__Selected passage__:
···

Housing market dynamics play a central role in rate differentiation. In states where home prices are highly volatile or where markets experience rapid booms and corrections, lenders face greater collateral risk, meaning the risk that a home’s value falls below the outstanding loan balance. This risk increases potential losses in the event of foreclosure and pushes rates modestly higher.

By contrast, states with deep, liquid housing markets and steady transaction volumes tend to support narrower spreads between local rates and national averages. Liquidity, in this context, refers to how easily homes can be sold without significant price concessions, which directly affects loss severity for lenders.

Lender Competition and Market Structure

Mortgage rates also reflect the degree of competition among lenders operating within a state. Markets with a high concentration of banks, credit unions, and nonbank mortgage lenders typically experience more aggressive pricing as institutions compete for qualified borrowers. This competitive pressure can suppress rates even when underlying risk factors are similar.

In less competitive or more rural markets, borrowers may face fewer lender options, reducing pricing pressure. Limited competition does not imply unfair pricing, but it does mean rates are less likely to be bid down through market forces alone.

State Regulations, Taxes, and Legal Frameworks

State-level legal and regulatory structures influence mortgage pricing in more subtle ways. Foreclosure laws, for example, vary widely and affect how long and costly it is for lenders to recover collateral after a default. States with lengthy or complex foreclosure processes increase lender costs, which can translate into slightly higher rates.

Property tax regimes, insurance requirements, and consumer protection rules also shape loan economics. While these factors rarely cause dramatic rate differences on their own, they contribute incrementally to the state-by-state variation observed in quoted averages.

Borrower Composition and Loan Demand

Finally, average rates reflect the characteristics of borrowers most active in each state. States with higher proportions of first-time buyers, lower average credit scores, or smaller down payments tend to show higher average quoted rates because lenders price to the dominant risk profile. Conversely, markets dominated by repeat buyers or higher-income households often display lower averages.

These compositional effects reinforce why state averages should be interpreted as contextual benchmarks rather than precise pricing targets. They summarize prevailing conditions within each market rather than predict outcomes for any specific borrower.

Highest-Rate vs. Lowest-Rate States: What the Extremes Reveal About Borrower Costs

Viewed against the structural drivers outlined above, the states with the highest and lowest average mortgage rates on Nov. 15, 2024 offer a practical illustration of how borrower costs diverge across the country. These extremes are not anomalies; they are the predictable result of differences in credit profiles, loan sizes, housing markets, and regulatory environments. Examining them side by side clarifies how state averages should be interpreted and applied.

···

__Data section__:
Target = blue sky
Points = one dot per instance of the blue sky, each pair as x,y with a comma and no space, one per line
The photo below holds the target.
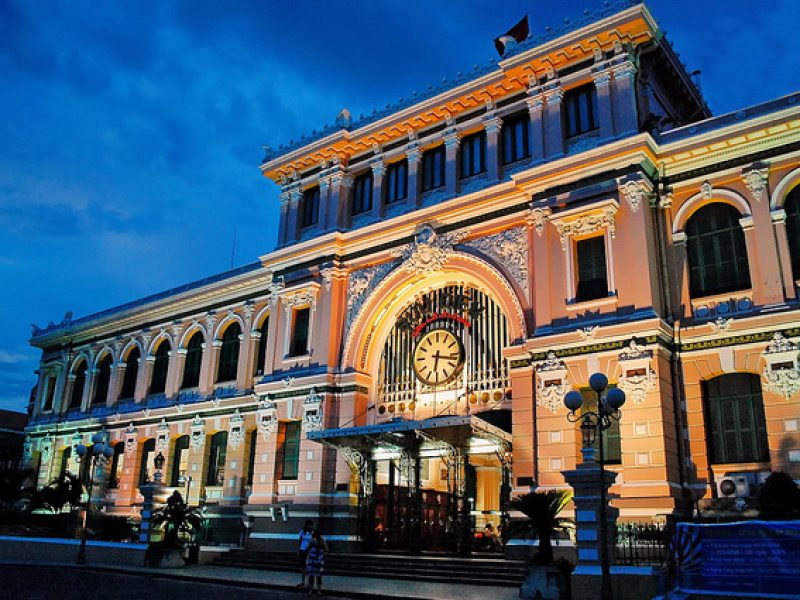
131,133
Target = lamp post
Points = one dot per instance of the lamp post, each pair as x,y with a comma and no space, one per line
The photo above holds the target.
593,424
97,454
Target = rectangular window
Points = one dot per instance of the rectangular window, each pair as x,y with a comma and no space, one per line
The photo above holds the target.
592,276
580,111
515,138
612,442
362,194
473,154
299,342
309,212
290,450
396,182
433,165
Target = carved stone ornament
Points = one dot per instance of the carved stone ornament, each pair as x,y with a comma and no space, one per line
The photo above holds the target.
538,218
508,248
588,223
552,382
198,431
236,431
756,179
636,377
267,418
312,412
429,251
781,374
636,192
131,434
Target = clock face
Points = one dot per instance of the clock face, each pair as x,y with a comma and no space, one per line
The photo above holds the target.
438,357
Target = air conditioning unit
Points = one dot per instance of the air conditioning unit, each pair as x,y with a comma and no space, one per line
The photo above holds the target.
739,485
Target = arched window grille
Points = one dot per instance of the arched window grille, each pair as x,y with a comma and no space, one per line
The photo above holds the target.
735,419
103,380
77,386
792,208
229,353
716,251
193,362
160,368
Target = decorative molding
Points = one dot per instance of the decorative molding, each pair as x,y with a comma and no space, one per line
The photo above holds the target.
509,249
781,374
636,378
552,382
429,251
756,178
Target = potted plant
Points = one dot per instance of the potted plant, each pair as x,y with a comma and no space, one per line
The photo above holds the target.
546,577
180,525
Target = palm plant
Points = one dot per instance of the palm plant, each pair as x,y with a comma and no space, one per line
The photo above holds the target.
177,518
542,510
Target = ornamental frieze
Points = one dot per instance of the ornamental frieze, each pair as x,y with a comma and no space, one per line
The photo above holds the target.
508,248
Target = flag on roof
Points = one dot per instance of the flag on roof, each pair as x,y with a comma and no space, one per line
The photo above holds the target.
512,37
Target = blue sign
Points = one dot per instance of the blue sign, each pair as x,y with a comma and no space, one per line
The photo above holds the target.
749,558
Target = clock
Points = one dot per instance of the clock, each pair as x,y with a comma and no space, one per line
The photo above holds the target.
438,357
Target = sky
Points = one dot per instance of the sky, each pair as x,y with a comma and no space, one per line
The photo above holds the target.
131,133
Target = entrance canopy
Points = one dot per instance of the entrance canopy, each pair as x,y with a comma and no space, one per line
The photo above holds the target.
468,432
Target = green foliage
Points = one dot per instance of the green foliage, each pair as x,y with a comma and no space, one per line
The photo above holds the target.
542,510
179,520
779,498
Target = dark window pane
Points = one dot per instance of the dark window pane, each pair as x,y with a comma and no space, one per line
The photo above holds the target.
592,276
716,251
735,417
229,353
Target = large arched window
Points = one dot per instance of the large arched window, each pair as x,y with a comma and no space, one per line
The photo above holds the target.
103,380
229,353
131,374
735,419
77,386
193,361
792,207
160,367
716,251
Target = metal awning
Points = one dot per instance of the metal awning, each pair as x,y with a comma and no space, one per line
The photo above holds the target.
455,431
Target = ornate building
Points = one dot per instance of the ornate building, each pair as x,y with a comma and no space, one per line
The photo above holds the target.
446,270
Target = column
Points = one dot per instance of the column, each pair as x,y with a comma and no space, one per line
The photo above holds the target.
535,103
625,111
378,167
553,126
414,156
602,83
451,142
492,125
784,256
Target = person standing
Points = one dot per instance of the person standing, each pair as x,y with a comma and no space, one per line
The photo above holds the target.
315,562
304,542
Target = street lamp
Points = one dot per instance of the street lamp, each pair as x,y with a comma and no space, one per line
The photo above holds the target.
97,454
593,424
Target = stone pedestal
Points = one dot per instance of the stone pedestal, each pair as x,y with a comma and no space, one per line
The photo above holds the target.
586,481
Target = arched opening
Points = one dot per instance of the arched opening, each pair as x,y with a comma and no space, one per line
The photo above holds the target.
717,252
158,383
131,374
193,362
735,421
792,208
76,397
103,380
229,353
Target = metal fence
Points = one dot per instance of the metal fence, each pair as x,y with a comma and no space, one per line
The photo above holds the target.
640,544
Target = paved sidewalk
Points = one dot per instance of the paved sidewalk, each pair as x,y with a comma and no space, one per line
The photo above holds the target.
347,587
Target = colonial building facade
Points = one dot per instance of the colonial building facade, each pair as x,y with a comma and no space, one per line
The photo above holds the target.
446,270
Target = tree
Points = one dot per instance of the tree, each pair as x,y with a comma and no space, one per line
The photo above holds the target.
542,510
177,518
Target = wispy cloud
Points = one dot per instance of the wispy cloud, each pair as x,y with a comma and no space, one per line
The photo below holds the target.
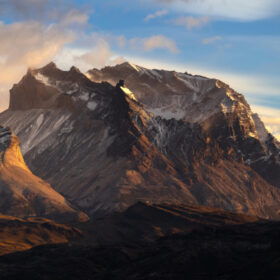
249,10
268,116
74,17
211,40
153,43
156,14
191,22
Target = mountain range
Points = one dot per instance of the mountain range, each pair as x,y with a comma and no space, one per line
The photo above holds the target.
123,134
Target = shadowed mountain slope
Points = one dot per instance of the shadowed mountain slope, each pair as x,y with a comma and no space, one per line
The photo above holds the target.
104,150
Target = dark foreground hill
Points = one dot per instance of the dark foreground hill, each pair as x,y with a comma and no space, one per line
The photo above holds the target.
172,243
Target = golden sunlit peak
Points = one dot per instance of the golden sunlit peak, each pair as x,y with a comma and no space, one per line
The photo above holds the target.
128,92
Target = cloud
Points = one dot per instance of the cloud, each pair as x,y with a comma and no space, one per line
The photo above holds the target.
153,43
268,116
29,44
156,14
211,40
191,22
99,56
73,17
241,10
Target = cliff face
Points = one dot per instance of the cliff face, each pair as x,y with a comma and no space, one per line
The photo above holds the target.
22,193
198,143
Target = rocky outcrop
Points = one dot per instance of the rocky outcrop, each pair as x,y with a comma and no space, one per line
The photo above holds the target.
109,151
22,193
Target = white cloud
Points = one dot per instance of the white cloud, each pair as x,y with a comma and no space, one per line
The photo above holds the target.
154,42
156,14
73,17
271,118
191,22
211,40
248,10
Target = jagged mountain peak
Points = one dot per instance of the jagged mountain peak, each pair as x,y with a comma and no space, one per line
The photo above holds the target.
186,139
24,194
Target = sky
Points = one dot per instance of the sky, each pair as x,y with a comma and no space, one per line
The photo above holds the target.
236,41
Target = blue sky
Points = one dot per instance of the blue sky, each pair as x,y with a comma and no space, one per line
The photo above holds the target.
235,41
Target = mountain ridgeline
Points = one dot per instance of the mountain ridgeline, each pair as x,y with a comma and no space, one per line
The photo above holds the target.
159,137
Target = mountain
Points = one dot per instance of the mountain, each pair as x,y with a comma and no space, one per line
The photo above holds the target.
158,242
190,140
19,234
22,193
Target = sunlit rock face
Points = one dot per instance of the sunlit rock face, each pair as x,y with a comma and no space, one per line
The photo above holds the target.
158,137
22,193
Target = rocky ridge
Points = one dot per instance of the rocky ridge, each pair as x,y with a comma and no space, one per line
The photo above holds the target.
104,150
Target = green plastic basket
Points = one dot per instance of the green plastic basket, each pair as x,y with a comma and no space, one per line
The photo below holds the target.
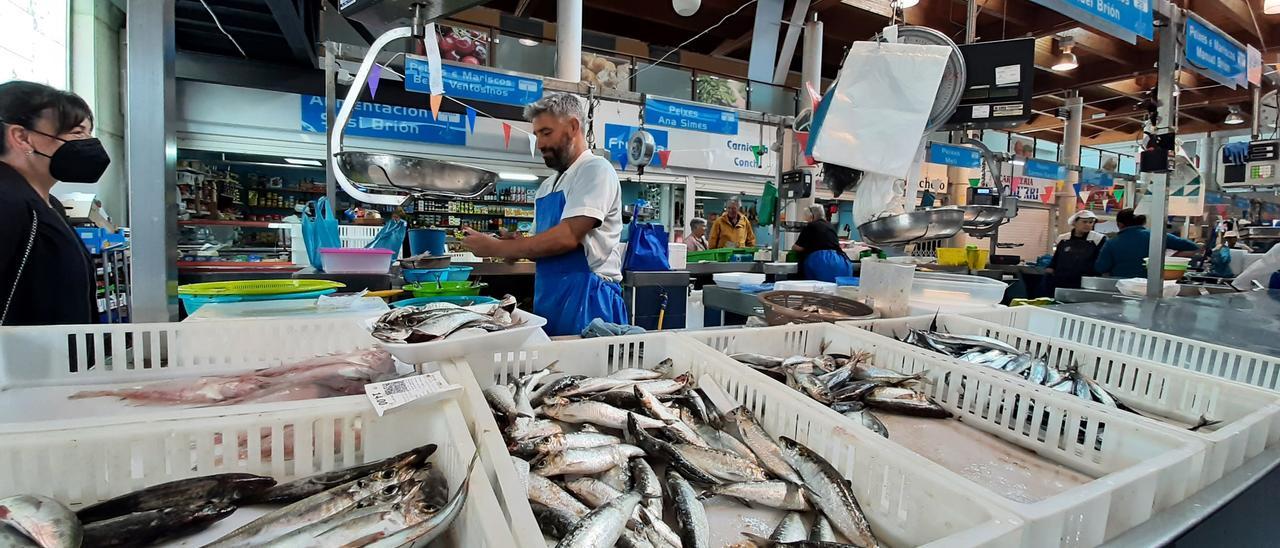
446,288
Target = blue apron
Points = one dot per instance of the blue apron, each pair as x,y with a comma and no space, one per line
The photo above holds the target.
826,265
566,292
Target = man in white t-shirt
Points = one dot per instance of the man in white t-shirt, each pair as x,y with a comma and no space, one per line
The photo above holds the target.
577,225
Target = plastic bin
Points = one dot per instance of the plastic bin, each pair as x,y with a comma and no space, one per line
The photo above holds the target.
901,493
1170,397
90,461
357,260
1139,469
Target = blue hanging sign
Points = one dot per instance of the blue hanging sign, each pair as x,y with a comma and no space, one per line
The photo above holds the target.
1096,178
1042,169
475,83
616,137
690,115
959,156
1214,54
391,122
1125,19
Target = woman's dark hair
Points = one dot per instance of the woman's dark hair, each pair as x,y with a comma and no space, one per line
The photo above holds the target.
1127,218
26,103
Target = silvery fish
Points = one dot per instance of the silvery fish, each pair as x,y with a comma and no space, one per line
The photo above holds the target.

···

__Work to be completed__:
Please resume the passage above on why mortgage rates differ from state to state, picking up right after its final sentence.

__Task response__:
States With the Highest Average Mortgage Rates

On Nov. 15, 2024, states such as West Virginia, Mississippi, Louisiana, and parts of the Upper Midwest tended to report the highest average 30-year fixed mortgage rates. These markets are often characterized by lower median household incomes, smaller loan balances, and a higher share of borrowers with moderate credit scores. Because fixed lender costs are spread over smaller loans, rates are typically higher to maintain profitability.

Rural market structure also plays a role. Fewer active lenders reduce competitive pricing pressure, and limited secondary market demand for loans from certain regions can raise funding costs. The result is not excessive pricing, but a higher baseline rate relative to national or coastal averages.

States With the Lowest Average Mortgage Rates

At the other end of the spectrum, states such as California, New York, Massachusetts, and Washington consistently showed some of the lowest average mortgage rates on the same date. These states benefit from large loan balances, high concentrations of well-capitalized borrowers, and strong lender competition. Larger loans allow lenders to operate with thinner margins while still covering fixed costs.

In addition, high-cost housing markets generate a substantial volume of jumbo mortgages, which are loans that exceed conforming limits set by Fannie Mae and Freddie Mac. Jumbo loans are often extended to borrowers with stronger credit profiles and higher incomes, allowing lenders to price them at or even below conforming loan rates despite their size.

What the Rate Gap Reveals About Borrower Costs

The spread between the highest- and lowest-rate states on Nov. 15, 2024 translated into meaningful differences in monthly payments over the life of a loan. Even a 0.50 percentage point difference in rate can significantly affect total interest paid over 30 years, particularly for larger balances. This highlights why state-level averages matter as indicators of regional borrowing conditions.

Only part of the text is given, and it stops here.